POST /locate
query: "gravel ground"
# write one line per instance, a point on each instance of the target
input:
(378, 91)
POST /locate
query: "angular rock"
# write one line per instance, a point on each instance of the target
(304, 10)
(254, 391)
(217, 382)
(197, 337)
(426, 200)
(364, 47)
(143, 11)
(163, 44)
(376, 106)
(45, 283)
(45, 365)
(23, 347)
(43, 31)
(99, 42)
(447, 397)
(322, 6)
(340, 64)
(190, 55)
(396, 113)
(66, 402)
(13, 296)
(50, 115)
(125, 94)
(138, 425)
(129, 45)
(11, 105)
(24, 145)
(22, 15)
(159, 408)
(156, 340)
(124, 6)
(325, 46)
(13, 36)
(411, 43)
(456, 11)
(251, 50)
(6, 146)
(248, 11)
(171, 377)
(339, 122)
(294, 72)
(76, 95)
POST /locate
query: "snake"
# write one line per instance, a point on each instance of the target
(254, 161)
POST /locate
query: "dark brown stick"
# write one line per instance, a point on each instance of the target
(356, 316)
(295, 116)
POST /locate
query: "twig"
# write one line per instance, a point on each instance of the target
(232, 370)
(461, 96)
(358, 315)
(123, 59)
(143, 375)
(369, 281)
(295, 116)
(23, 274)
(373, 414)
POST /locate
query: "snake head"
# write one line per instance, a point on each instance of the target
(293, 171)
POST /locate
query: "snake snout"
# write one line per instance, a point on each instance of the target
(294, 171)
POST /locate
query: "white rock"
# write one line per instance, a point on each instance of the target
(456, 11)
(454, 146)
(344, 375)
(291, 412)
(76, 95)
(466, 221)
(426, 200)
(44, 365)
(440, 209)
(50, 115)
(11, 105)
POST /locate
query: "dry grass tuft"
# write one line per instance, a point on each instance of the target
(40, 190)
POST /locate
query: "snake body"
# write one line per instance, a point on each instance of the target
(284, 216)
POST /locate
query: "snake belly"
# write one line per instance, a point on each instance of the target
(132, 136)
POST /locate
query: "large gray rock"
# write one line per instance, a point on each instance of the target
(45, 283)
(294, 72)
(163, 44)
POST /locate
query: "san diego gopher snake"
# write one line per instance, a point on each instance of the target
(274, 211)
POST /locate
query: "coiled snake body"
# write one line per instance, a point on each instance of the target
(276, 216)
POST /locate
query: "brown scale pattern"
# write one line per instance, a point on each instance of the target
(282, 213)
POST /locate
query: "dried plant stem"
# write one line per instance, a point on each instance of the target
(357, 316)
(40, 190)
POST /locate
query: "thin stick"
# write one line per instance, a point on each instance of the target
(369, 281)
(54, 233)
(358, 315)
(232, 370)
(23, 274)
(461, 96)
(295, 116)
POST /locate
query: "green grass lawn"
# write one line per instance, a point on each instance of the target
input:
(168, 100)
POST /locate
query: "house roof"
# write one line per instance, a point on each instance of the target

DIRECTIVE:
Without leaving anything out, quote all the data.

EXERCISE RESPONSE:
POST /locate
query: "gravel ground"
# write one line per instance, a point on each instance of the target
input:
(378, 91)
POST /locate
query: "angular rock"
# write one line per instance, a point on each instance of the target
(304, 10)
(254, 391)
(217, 382)
(197, 337)
(426, 200)
(364, 47)
(143, 11)
(163, 44)
(376, 106)
(45, 283)
(45, 365)
(23, 347)
(43, 31)
(99, 42)
(447, 397)
(322, 6)
(340, 64)
(190, 55)
(396, 113)
(66, 402)
(13, 296)
(50, 115)
(125, 94)
(138, 425)
(129, 45)
(11, 105)
(24, 145)
(22, 15)
(159, 408)
(156, 340)
(124, 6)
(325, 46)
(13, 36)
(411, 43)
(456, 11)
(251, 50)
(6, 146)
(248, 11)
(171, 377)
(339, 122)
(294, 72)
(76, 95)
POST /locate
query: "snake"
# write one line per instance, a point on each instance of the target
(254, 161)
POST /locate
query: "dark brown stick"
# write one line per instance, a point on each instance of the target
(356, 316)
(295, 116)
POST /locate
query: "twig"
# write one line per instance, a point on each instance of the target
(232, 370)
(461, 96)
(358, 315)
(123, 59)
(143, 375)
(369, 281)
(295, 116)
(23, 274)
(373, 414)
POST /locate
query: "snake head"
# write one line per instance, a point on each instance of the target
(293, 171)
POST /locate
query: "snake snout"
# write one line per instance, a point on each instance of the target
(294, 171)
POST /locate
query: "white rock"
# write one line per instance, a point on each instance of the target
(456, 11)
(454, 146)
(344, 375)
(291, 412)
(76, 95)
(466, 221)
(426, 200)
(44, 365)
(440, 209)
(50, 115)
(11, 105)
POST /locate
query: "dry grass tuft"
# write one line per instance, a point on each instance of the target
(40, 190)
POST /locate
query: "snake body"
# write one line per instance, a point on each instance of the target
(284, 216)
POST /locate
query: "snake belly"
# write one line per instance, a point on each instance of the target
(132, 136)
POST /locate
query: "large gray rock"
# write one line per instance, a point on each instance of the target
(45, 283)
(294, 72)
(163, 44)
POST /locate
query: "san diego gopher snake"
# write one line per instance, a point on each instance of the target
(274, 211)
POST /locate
query: "coiled snake body"
# write one line per instance, a point on each instance of the target
(276, 216)
POST /locate
query: "brown scale pattern"
# write one line per instance, a point on each instance of the target
(282, 213)
POST /locate
query: "dried plant stem"
# write one line per instance, a point on each instance of the target
(357, 316)
(40, 190)
POST /locate
query: "thin stick"
# write one line per instance, a point on each instance of the target
(369, 281)
(54, 233)
(358, 315)
(232, 370)
(23, 274)
(461, 96)
(295, 116)
POST /locate
query: "green grass lawn"
# write one line per instance, a point on each instance of the target
input:
(168, 100)
POST /locate
query: "house roof"
# write one line per instance, a point on each instance of the target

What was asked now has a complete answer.